**Collection entries**

^^^^

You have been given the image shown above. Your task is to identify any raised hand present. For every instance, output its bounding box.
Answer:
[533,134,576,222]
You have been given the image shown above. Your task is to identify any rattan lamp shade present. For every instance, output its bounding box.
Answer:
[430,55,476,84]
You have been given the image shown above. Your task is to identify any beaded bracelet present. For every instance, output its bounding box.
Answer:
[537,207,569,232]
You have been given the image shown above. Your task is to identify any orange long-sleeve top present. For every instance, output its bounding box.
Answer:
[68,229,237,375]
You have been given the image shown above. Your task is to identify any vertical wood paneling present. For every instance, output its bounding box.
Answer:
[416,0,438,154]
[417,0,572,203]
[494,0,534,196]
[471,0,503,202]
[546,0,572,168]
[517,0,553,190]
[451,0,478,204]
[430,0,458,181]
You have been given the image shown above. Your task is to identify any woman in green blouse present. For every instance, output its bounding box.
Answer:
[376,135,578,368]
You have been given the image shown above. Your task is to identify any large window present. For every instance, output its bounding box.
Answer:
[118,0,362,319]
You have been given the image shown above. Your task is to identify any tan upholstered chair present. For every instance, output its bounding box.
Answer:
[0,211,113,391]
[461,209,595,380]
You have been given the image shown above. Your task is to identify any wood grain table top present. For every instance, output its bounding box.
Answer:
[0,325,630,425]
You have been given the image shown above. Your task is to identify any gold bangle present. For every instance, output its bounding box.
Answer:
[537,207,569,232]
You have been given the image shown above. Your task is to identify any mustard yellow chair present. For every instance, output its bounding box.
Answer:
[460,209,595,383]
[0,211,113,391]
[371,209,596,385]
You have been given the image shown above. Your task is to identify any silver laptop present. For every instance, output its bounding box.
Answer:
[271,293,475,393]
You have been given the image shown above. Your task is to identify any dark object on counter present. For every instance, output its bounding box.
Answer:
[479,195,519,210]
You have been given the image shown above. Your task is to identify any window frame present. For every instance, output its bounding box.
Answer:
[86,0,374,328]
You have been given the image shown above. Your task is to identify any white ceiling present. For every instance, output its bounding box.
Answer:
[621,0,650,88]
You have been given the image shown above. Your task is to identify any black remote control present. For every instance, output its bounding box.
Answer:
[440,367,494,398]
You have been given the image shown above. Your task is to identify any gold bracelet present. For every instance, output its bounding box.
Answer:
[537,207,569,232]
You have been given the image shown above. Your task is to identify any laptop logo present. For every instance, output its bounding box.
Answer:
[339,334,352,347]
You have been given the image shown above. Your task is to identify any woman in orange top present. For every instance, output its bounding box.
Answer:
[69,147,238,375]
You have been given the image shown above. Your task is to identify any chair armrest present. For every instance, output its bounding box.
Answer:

^^^^

**Exercise description**
Render each line of the records above as an item in a numbered list, leaving out any blank lines.

**Reply to the exercise**
1. You have been given the image shown above. Your task is to identify any raised hand present. For every instance, output its bounding box.
2. Answer:
3. [533,134,576,222]
4. You have been given the image shown above. Your task is to identify any rattan lamp shade present. For every instance, output its bounding box.
5. Answer:
6. [430,55,476,84]
7. You have been given the image shown above. Your task is to identify any beaded bracelet present. For every instance, output its bounding box.
8. Answer:
9. [537,207,569,232]
10. You have been given the image shown above. Your task is to identify any orange long-sleeve top present. For every instance, output its bounding box.
11. Answer:
12. [68,229,237,375]
13. You have been given the image shown above. Your task is to identify any vertical wood paneling present. For every instance, output its bounding box.
14. Answer:
15. [416,0,438,154]
16. [417,0,572,203]
17. [494,0,534,196]
18. [471,0,503,202]
19. [546,0,572,168]
20. [517,0,553,190]
21. [451,0,478,204]
22. [430,0,458,181]
23. You have been given the image shown above. Your task is to identify any woman in green blouse present. For every instance, output its bounding box.
24. Answer:
25. [376,135,578,368]
26. You have been given the image shown above. Your task is to identify any large window present. For every instance, output its bounding box.
27. Answer:
28. [118,0,362,319]
29. You have been given the image shown above. Your task is to identify any tan upholstered chair present. For every instance, output its bounding box.
30. Answer:
31. [0,211,113,391]
32. [461,209,595,380]
33. You have been given the image shown above. Your task is to identify any wood grain table top present. For every instance, output its bounding box.
34. Answer:
35. [0,325,630,425]
36. You have been given the image shown above. Your task is to identify any gold bangle present. For every instance, output its bounding box.
37. Answer:
38. [537,207,569,232]
39. You have been given the image shown above. Your task is to identify any mustard yellow chair present. For every instance, output its bounding box.
40. Answer:
41. [460,209,595,383]
42. [0,211,113,391]
43. [371,209,596,385]
44. You have been given the image shown above. Your task is to identify any silver laptop present. For every instance, output its bounding box.
45. Answer:
46. [271,293,475,393]
47. You have been given the image shown above. Your task is to identify any dark object on counter present. For every instance, output its bounding box.
48. Answer:
49. [479,195,519,210]
50. You have been given the image shown above. Your task is to identify any window frame present. For every instance, output its bounding box.
51. Answer:
52. [86,0,374,328]
53. You have been given the image shown above. Your task is to identify any white ceiling present. For every instance, output its bounding box.
54. Answer:
55. [621,0,650,88]
56. You have been given the image shown above. Your task is to identify any black remote control present. For every instance, output its bounding box.
57. Answer:
58. [440,367,494,398]
59. You have been given the image shown above. Your task is to identify any gold bracelet present. For every instance, output its bounding box.
60. Answer:
61. [537,207,569,232]
62. You have been given the image shown above. Your task is to identify any laptop logo present. For every instance, output its bounding box.
63. Answer:
64. [339,334,352,347]
65. You have been given the image shown above. Your task is to identify any woman in orange top present. For every instance, output its bounding box.
66. Answer:
67. [69,147,238,375]
68. You have been given the image shown above. Your task is to identify any chair armrest present. For every instance, output its bounding box.
69. Answer:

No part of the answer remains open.